Listing excerpted from a collection -
==============================
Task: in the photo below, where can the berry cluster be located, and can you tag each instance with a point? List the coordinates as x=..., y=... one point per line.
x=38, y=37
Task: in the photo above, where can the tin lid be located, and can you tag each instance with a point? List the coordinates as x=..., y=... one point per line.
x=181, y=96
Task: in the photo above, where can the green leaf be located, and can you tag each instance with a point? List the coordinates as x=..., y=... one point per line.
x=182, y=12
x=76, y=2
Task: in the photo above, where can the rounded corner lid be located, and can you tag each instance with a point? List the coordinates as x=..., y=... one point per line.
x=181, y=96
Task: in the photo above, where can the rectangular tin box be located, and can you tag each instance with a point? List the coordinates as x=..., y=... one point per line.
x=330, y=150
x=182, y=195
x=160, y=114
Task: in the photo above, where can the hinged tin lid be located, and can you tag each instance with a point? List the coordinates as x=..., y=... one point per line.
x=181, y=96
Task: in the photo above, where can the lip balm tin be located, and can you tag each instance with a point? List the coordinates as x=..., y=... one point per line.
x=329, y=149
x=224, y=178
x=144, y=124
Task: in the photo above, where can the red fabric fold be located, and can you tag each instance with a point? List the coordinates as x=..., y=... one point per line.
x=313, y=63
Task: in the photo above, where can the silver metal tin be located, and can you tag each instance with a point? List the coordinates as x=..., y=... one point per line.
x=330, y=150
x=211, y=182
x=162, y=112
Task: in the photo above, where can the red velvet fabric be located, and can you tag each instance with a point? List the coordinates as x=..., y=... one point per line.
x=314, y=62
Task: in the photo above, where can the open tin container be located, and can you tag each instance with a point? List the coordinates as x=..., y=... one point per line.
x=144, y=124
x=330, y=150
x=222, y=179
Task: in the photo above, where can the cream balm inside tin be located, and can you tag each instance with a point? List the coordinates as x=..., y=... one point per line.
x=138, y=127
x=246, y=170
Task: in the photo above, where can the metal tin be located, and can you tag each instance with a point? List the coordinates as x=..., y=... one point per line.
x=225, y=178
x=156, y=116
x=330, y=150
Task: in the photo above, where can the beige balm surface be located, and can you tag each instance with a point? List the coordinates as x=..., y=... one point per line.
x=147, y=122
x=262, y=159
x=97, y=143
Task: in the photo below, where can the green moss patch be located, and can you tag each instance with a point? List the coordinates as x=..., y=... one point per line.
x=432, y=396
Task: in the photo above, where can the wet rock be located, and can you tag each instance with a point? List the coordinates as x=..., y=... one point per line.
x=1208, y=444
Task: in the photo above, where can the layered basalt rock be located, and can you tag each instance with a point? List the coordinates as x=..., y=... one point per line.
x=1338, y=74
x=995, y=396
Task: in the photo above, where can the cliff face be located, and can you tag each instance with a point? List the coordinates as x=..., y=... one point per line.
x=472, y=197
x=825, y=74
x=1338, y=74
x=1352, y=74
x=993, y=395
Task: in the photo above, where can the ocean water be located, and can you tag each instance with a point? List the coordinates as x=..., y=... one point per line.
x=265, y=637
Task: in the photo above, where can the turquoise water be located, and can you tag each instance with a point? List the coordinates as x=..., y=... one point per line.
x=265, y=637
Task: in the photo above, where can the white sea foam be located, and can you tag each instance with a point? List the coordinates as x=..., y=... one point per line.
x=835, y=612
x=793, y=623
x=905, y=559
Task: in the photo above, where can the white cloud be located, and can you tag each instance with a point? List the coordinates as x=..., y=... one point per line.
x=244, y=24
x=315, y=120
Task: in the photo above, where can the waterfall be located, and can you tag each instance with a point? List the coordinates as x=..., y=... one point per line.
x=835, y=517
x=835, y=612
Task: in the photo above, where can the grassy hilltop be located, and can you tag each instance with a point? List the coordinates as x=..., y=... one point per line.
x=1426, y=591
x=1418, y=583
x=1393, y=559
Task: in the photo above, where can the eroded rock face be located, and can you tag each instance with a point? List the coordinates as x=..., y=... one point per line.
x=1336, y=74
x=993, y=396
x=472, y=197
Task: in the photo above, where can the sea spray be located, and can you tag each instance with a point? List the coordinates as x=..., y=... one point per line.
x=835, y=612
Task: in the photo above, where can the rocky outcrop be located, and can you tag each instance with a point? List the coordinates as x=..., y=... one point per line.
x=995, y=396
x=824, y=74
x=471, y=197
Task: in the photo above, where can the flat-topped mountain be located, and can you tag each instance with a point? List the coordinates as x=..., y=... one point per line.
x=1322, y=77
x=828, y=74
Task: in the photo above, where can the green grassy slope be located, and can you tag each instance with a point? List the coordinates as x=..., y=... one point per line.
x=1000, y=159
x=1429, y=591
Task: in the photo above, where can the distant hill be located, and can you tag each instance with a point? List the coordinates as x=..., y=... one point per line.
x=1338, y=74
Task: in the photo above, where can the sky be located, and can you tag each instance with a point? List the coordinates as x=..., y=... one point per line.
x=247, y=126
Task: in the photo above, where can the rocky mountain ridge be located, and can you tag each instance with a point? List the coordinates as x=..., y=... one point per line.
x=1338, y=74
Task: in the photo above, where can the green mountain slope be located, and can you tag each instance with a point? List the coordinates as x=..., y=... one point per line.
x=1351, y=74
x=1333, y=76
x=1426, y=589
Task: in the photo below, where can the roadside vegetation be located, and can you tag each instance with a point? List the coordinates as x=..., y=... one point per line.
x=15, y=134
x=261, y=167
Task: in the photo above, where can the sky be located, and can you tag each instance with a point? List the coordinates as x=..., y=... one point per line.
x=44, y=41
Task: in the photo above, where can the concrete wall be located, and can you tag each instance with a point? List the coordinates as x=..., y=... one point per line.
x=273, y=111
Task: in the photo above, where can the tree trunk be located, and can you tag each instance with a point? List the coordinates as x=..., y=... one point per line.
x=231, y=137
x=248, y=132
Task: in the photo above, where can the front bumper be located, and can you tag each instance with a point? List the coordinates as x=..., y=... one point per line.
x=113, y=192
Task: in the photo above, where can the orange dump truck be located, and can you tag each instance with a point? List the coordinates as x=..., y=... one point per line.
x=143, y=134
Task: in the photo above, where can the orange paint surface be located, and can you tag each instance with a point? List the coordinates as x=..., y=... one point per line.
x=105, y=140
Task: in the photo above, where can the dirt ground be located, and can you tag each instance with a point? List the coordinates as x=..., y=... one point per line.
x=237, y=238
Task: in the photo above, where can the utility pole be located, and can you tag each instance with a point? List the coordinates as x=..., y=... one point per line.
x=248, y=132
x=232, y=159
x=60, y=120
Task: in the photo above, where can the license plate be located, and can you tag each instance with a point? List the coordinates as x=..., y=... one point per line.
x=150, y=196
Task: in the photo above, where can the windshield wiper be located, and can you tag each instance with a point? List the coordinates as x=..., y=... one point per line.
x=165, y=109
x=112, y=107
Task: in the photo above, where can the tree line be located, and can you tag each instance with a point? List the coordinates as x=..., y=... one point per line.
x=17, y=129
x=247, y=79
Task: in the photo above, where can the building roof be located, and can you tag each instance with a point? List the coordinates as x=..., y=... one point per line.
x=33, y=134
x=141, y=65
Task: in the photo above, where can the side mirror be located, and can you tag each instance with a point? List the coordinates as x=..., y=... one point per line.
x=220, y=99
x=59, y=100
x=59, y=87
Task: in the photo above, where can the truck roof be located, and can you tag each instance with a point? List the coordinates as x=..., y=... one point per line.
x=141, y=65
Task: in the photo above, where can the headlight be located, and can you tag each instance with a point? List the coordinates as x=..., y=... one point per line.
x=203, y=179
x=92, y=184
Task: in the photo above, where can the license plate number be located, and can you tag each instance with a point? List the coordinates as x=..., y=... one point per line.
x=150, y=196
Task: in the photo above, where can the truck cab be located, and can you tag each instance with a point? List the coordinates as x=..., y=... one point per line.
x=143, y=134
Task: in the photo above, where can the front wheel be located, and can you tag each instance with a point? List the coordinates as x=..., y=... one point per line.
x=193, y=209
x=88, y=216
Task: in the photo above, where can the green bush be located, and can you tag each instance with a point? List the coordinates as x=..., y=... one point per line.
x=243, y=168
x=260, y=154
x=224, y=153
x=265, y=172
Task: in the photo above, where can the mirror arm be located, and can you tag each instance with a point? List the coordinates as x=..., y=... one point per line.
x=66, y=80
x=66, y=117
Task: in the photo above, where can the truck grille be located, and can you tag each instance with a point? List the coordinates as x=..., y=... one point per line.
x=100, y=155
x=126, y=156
==============================
Retype the part of the listing that opens with the line containing "Task: in the photo above, where can the mirror" and runs through the end of the listing, keeping every line unchanged.

Finished exercise -
Task: in the photo above, where can the mirror arm be located, and can you tag each instance with a point? List the coordinates as x=..., y=... one point per line.
x=66, y=80
x=66, y=117
Task: in the photo above, where can the truck grille be located, and can you tag each instance with a point? List the coordinates as x=..., y=... one point per line.
x=100, y=155
x=126, y=156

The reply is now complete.